:: Request ::
Locate every line in the rows below that contains the string "tuft" and copy each such line in full.

+++ Data provided +++

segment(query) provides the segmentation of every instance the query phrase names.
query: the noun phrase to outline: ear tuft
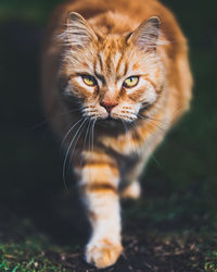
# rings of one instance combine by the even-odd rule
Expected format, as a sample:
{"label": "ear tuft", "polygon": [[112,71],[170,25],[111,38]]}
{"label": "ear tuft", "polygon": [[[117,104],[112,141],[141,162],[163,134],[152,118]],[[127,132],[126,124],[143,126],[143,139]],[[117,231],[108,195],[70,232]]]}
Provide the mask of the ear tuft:
{"label": "ear tuft", "polygon": [[161,21],[157,16],[152,16],[142,22],[130,36],[140,50],[155,50],[159,36]]}
{"label": "ear tuft", "polygon": [[71,12],[66,24],[67,40],[71,46],[85,48],[93,39],[98,39],[88,22],[77,12]]}

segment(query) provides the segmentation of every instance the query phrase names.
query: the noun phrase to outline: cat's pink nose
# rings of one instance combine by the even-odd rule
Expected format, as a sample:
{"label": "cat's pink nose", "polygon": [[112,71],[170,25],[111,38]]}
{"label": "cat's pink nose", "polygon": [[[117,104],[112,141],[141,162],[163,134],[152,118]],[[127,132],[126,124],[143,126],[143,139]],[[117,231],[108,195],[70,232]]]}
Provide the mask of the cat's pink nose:
{"label": "cat's pink nose", "polygon": [[107,113],[111,113],[112,109],[115,106],[117,106],[117,102],[115,102],[115,101],[102,101],[100,104],[105,108]]}

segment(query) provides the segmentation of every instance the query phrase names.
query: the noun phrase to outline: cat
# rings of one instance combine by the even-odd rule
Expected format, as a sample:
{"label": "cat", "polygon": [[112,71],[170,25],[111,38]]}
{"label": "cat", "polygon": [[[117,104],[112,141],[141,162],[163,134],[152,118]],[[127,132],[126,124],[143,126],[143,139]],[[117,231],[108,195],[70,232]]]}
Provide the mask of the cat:
{"label": "cat", "polygon": [[44,109],[92,227],[86,260],[106,268],[123,251],[119,199],[139,198],[150,156],[189,109],[187,40],[157,0],[67,1],[44,36]]}

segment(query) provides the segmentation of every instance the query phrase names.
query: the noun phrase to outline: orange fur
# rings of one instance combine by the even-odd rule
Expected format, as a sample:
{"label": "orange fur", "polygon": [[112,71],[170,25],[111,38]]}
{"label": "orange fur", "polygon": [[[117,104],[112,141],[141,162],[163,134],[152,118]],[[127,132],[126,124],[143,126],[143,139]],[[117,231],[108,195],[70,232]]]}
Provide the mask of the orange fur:
{"label": "orange fur", "polygon": [[92,225],[86,259],[112,265],[122,252],[117,193],[139,197],[150,154],[189,108],[187,40],[157,0],[71,0],[51,16],[42,87]]}

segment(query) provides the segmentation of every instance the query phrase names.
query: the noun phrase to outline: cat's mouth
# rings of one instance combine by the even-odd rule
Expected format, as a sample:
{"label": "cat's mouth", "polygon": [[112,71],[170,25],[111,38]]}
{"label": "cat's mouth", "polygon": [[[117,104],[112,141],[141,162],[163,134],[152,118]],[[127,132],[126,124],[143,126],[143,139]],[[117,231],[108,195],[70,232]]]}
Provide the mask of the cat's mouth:
{"label": "cat's mouth", "polygon": [[114,126],[119,126],[120,123],[123,123],[122,120],[119,119],[114,119],[111,115],[107,115],[105,119],[98,119],[98,125],[103,126],[103,127],[114,127]]}

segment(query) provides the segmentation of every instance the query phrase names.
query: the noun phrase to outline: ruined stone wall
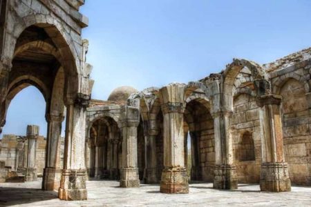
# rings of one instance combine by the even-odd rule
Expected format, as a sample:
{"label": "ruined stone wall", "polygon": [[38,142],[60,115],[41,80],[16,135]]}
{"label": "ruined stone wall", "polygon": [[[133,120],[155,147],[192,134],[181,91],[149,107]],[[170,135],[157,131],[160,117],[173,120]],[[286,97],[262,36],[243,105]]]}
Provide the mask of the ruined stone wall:
{"label": "ruined stone wall", "polygon": [[16,146],[17,138],[14,135],[5,135],[1,139],[0,161],[5,161],[6,166],[11,167],[12,170],[17,167],[16,160]]}
{"label": "ruined stone wall", "polygon": [[310,116],[303,86],[290,79],[281,88],[284,152],[293,184],[311,184]]}
{"label": "ruined stone wall", "polygon": [[[258,112],[255,97],[241,94],[234,99],[231,121],[232,144],[234,164],[241,183],[258,183],[260,180],[261,138]],[[250,135],[247,138],[252,140],[245,144],[243,138],[247,134]],[[252,141],[252,146],[249,144]]]}
{"label": "ruined stone wall", "polygon": [[43,175],[46,165],[46,139],[43,136],[39,136],[37,139],[36,167],[38,177]]}

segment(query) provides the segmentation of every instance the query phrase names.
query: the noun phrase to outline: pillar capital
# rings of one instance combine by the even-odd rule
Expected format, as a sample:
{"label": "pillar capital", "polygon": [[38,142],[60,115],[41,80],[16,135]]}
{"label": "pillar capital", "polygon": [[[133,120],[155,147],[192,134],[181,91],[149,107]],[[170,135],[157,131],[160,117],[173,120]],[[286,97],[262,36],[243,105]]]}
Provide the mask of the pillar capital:
{"label": "pillar capital", "polygon": [[139,108],[125,106],[123,117],[121,119],[121,127],[138,127],[140,124]]}
{"label": "pillar capital", "polygon": [[282,97],[277,95],[270,94],[260,96],[257,98],[257,104],[259,107],[265,105],[280,105]]}
{"label": "pillar capital", "polygon": [[118,144],[120,143],[119,139],[109,139],[108,142],[113,144]]}

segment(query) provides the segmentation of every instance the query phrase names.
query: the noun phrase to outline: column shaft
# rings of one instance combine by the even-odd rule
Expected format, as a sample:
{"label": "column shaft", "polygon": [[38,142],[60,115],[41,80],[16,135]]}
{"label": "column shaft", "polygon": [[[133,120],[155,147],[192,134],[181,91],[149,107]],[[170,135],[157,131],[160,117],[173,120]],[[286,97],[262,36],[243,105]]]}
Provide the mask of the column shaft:
{"label": "column shaft", "polygon": [[37,139],[39,136],[39,126],[28,125],[27,126],[27,168],[25,179],[27,181],[36,181],[37,178],[36,168]]}
{"label": "column shaft", "polygon": [[139,124],[138,108],[126,106],[124,119],[122,121],[122,168],[121,170],[120,187],[140,186],[138,167],[137,128]]}
{"label": "column shaft", "polygon": [[87,199],[84,153],[87,104],[79,101],[67,106],[64,170],[59,190],[59,197],[63,200]]}
{"label": "column shaft", "polygon": [[281,101],[281,97],[274,95],[263,95],[258,98],[262,135],[262,191],[291,190],[288,164],[284,159]]}

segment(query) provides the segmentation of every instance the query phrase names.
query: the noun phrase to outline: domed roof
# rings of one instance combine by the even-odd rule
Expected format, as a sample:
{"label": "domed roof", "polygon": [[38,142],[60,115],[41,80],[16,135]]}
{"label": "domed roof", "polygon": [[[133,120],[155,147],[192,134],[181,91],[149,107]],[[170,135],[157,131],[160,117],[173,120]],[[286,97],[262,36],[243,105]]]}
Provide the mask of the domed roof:
{"label": "domed roof", "polygon": [[131,86],[120,86],[111,92],[108,97],[108,101],[115,102],[125,102],[129,96],[138,92],[136,89]]}

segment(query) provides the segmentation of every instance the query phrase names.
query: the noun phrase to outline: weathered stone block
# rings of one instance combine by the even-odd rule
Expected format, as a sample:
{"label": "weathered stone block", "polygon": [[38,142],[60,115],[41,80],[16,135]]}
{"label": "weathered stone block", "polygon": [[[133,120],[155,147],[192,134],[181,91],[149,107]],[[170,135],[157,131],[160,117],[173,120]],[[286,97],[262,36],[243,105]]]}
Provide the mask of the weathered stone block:
{"label": "weathered stone block", "polygon": [[160,192],[188,193],[188,176],[185,168],[165,168],[162,172]]}

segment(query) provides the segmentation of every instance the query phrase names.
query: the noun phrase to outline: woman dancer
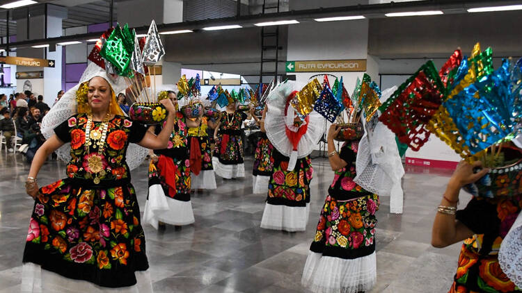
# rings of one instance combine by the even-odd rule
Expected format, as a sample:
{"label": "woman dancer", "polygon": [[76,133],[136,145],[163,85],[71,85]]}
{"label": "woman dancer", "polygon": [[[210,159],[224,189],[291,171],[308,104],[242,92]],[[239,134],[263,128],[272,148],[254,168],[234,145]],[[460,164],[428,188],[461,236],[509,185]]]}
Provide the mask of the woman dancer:
{"label": "woman dancer", "polygon": [[236,110],[237,104],[237,101],[229,99],[214,131],[216,146],[212,164],[216,174],[225,179],[245,176],[241,126],[246,119],[246,114]]}
{"label": "woman dancer", "polygon": [[322,117],[312,112],[301,120],[290,106],[298,92],[291,92],[293,86],[293,82],[280,83],[267,98],[265,128],[276,149],[261,220],[261,228],[290,232],[306,228],[313,174],[308,155],[323,133]]}
{"label": "woman dancer", "polygon": [[[159,97],[164,96],[160,93]],[[178,112],[177,98],[173,91],[166,95],[175,104],[176,114],[167,147],[154,151],[149,165],[149,193],[145,203],[143,221],[155,228],[165,224],[175,226],[194,222],[190,201],[190,162],[187,141],[187,124]],[[187,123],[193,123],[187,121]],[[158,133],[168,126],[151,127],[149,131]],[[191,125],[193,126],[193,125]],[[162,130],[161,130],[162,131]]]}
{"label": "woman dancer", "polygon": [[[490,169],[482,168],[480,161],[459,162],[437,209],[432,244],[441,248],[464,241],[450,292],[522,292],[522,153],[511,142],[503,144],[503,153],[516,167],[493,170],[503,174],[496,180],[491,180]],[[457,210],[461,188],[478,180],[489,181],[489,185],[482,184],[489,187]]]}
{"label": "woman dancer", "polygon": [[[70,286],[70,290],[93,292],[97,286],[132,286],[142,276],[139,273],[148,269],[126,153],[130,142],[164,148],[172,126],[157,136],[123,117],[114,94],[122,90],[121,82],[112,81],[95,64],[81,81],[42,122],[47,131],[49,125],[64,119],[61,115],[70,103],[77,109],[36,152],[26,182],[27,194],[35,202],[23,258],[23,278],[32,281],[22,284],[23,290],[63,292]],[[172,125],[174,107],[170,101],[162,103],[168,111],[167,124]],[[68,110],[61,112],[64,108]],[[39,189],[36,178],[46,158],[66,143],[71,156],[67,178]],[[68,281],[47,271],[83,281]]]}
{"label": "woman dancer", "polygon": [[253,193],[264,193],[268,191],[270,175],[272,174],[272,169],[274,169],[274,158],[272,158],[274,146],[268,139],[264,129],[267,108],[265,106],[260,119],[255,116],[254,109],[251,110],[252,117],[261,128],[261,137],[254,153],[254,166],[252,171],[252,192]]}
{"label": "woman dancer", "polygon": [[[197,101],[192,102],[194,106],[203,104]],[[216,128],[216,123],[209,120],[200,112],[198,118],[193,120],[196,127],[189,127],[188,131],[189,149],[191,161],[191,185],[193,190],[200,192],[203,190],[215,190],[216,176],[212,166],[212,154],[208,137],[208,128]]]}
{"label": "woman dancer", "polygon": [[379,196],[355,182],[358,140],[346,142],[340,152],[328,131],[329,160],[335,171],[321,210],[315,237],[310,246],[301,283],[316,292],[358,292],[370,290],[377,281],[375,212]]}

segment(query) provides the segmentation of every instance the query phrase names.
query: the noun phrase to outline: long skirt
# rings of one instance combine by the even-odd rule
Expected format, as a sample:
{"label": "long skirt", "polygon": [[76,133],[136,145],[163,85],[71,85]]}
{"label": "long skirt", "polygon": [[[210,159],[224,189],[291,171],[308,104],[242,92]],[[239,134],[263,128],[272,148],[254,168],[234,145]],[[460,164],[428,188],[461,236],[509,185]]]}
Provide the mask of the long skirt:
{"label": "long skirt", "polygon": [[270,175],[271,175],[274,169],[273,150],[274,146],[267,137],[267,134],[262,133],[259,142],[258,142],[258,146],[254,153],[254,166],[252,171],[253,193],[268,192]]}
{"label": "long skirt", "polygon": [[[215,190],[216,175],[214,172],[214,166],[212,165],[212,155],[210,144],[209,143],[208,136],[193,136],[189,137],[189,149],[192,150],[193,144],[197,144],[201,153],[199,165],[201,166],[198,170],[198,174],[196,174],[193,165],[191,164],[191,188],[193,190]],[[191,160],[193,158],[193,155],[190,154]]]}
{"label": "long skirt", "polygon": [[329,195],[321,210],[301,283],[315,292],[369,291],[377,282],[377,194],[338,201]]}
{"label": "long skirt", "polygon": [[136,284],[135,273],[149,265],[129,181],[95,185],[68,178],[40,191],[24,251],[22,287],[49,292],[46,283],[38,283],[47,280],[44,273],[59,281],[55,285],[62,292],[68,285],[101,290],[98,286],[131,288]]}
{"label": "long skirt", "polygon": [[214,171],[226,179],[245,176],[243,160],[244,149],[241,138],[242,131],[228,131],[218,135],[214,149]]}
{"label": "long skirt", "polygon": [[143,221],[155,228],[159,222],[175,226],[195,221],[190,201],[190,165],[186,155],[161,155],[149,165],[149,192]]}
{"label": "long skirt", "polygon": [[274,173],[261,228],[289,232],[304,231],[310,211],[310,181],[313,168],[309,158],[298,159],[295,168],[287,171],[288,158],[274,150]]}

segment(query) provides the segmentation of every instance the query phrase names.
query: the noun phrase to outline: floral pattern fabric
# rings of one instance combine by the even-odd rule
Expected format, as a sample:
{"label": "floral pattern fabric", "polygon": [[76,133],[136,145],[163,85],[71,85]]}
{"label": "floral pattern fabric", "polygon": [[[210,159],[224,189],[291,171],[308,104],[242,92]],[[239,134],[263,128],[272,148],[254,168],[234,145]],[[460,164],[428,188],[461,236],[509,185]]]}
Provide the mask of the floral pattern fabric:
{"label": "floral pattern fabric", "polygon": [[274,145],[267,137],[266,133],[261,137],[258,142],[254,153],[254,167],[252,174],[254,176],[269,176],[274,169],[274,158],[272,151]]}
{"label": "floral pattern fabric", "polygon": [[475,197],[457,219],[476,234],[464,241],[450,292],[522,292],[502,271],[498,250],[522,210],[522,194]]}
{"label": "floral pattern fabric", "polygon": [[[201,119],[201,124],[199,127],[189,128],[189,143],[190,144],[190,137],[196,137],[199,142],[200,149],[201,150],[201,170],[213,170],[212,166],[212,153],[210,148],[210,142],[207,134],[208,122],[207,117]],[[189,148],[190,149],[190,148]]]}
{"label": "floral pattern fabric", "polygon": [[354,181],[358,142],[341,148],[340,158],[347,165],[335,171],[321,210],[310,250],[323,256],[354,259],[375,251],[379,199]]}
{"label": "floral pattern fabric", "polygon": [[[219,133],[214,149],[214,156],[222,164],[243,163],[244,149],[241,137],[241,125],[246,119],[246,115],[241,111],[235,111],[234,113],[222,112]],[[222,146],[223,144],[225,145]]]}
{"label": "floral pattern fabric", "polygon": [[310,157],[297,159],[296,167],[287,171],[287,157],[274,150],[274,172],[268,184],[269,204],[287,206],[306,206],[310,202],[310,182],[313,168]]}
{"label": "floral pattern fabric", "polygon": [[[184,121],[185,118],[180,112],[177,112],[174,119],[174,128],[168,140],[167,148],[155,150],[155,153],[163,155],[173,160],[174,172],[169,176],[173,176],[175,180],[175,194],[168,192],[169,186],[166,184],[165,178],[161,175],[158,163],[150,162],[149,165],[149,186],[159,183],[164,190],[165,195],[175,199],[188,201],[190,200],[190,161],[189,160],[189,148],[187,140],[188,128]],[[155,132],[159,133],[161,129],[157,128]]]}
{"label": "floral pattern fabric", "polygon": [[[135,271],[145,270],[145,235],[136,192],[130,184],[125,154],[129,142],[139,142],[146,128],[125,117],[110,120],[103,152],[106,175],[94,184],[86,161],[84,115],[55,129],[70,142],[68,178],[40,188],[29,221],[24,262],[68,278],[104,287],[136,284]],[[133,127],[133,124],[136,124]],[[91,129],[101,123],[93,122]]]}

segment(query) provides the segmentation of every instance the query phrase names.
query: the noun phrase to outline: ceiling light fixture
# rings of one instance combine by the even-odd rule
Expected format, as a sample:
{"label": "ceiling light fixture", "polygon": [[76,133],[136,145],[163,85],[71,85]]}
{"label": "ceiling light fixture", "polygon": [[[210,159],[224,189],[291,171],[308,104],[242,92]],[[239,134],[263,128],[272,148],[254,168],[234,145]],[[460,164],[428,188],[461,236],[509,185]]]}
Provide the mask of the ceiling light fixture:
{"label": "ceiling light fixture", "polygon": [[56,43],[56,44],[59,44],[60,46],[67,46],[68,44],[81,44],[81,42],[70,41],[70,42],[62,42],[61,43]]}
{"label": "ceiling light fixture", "polygon": [[255,26],[282,26],[284,24],[299,24],[299,22],[295,19],[291,20],[279,20],[277,22],[260,22],[259,24],[255,24]]}
{"label": "ceiling light fixture", "polygon": [[219,31],[222,29],[232,29],[232,28],[241,28],[243,26],[241,26],[238,24],[232,24],[230,26],[209,26],[207,28],[203,28],[204,31]]}
{"label": "ceiling light fixture", "polygon": [[193,33],[193,31],[191,31],[189,29],[182,29],[180,31],[162,31],[159,33],[160,35],[175,35],[177,33]]}
{"label": "ceiling light fixture", "polygon": [[0,6],[0,8],[3,9],[11,9],[16,8],[17,7],[26,6],[28,5],[36,4],[38,2],[33,0],[20,0],[15,1],[15,2],[8,3]]}
{"label": "ceiling light fixture", "polygon": [[487,12],[491,11],[509,11],[522,10],[522,5],[508,5],[505,6],[479,7],[468,9],[468,12]]}
{"label": "ceiling light fixture", "polygon": [[340,20],[354,20],[354,19],[364,19],[365,17],[363,15],[353,15],[353,16],[338,16],[335,17],[323,17],[316,18],[314,20],[316,22],[338,22]]}
{"label": "ceiling light fixture", "polygon": [[409,11],[406,12],[393,12],[386,13],[384,15],[388,17],[401,17],[401,16],[424,16],[424,15],[443,15],[441,10],[426,10],[426,11]]}

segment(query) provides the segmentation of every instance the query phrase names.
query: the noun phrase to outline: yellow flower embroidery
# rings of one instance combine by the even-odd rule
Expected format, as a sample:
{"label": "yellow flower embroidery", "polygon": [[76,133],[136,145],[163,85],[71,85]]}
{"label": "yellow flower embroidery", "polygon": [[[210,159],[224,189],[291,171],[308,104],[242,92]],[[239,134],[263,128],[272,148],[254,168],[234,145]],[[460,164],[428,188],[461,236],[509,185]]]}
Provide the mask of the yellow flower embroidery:
{"label": "yellow flower embroidery", "polygon": [[161,107],[156,107],[156,108],[152,110],[152,119],[154,119],[154,121],[163,120],[165,119],[166,112],[165,109]]}

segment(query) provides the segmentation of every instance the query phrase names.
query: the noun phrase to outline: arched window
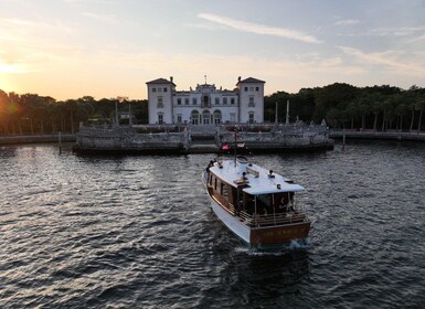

+++

:: Complete response ::
query: the noun phrase to outline: ear tuft
{"label": "ear tuft", "polygon": [[112,71],[170,25],[111,38]]}
{"label": "ear tuft", "polygon": [[[117,104],[112,141],[141,162],[163,134],[152,118]],[[127,132],[126,124],[143,126],[143,139]],[[117,231],[108,195],[70,232]]]}
Provide the mask of the ear tuft:
{"label": "ear tuft", "polygon": [[161,21],[157,16],[152,16],[142,22],[130,36],[140,50],[155,50],[159,36]]}
{"label": "ear tuft", "polygon": [[71,12],[66,24],[67,40],[71,46],[85,48],[93,39],[98,39],[88,22],[77,12]]}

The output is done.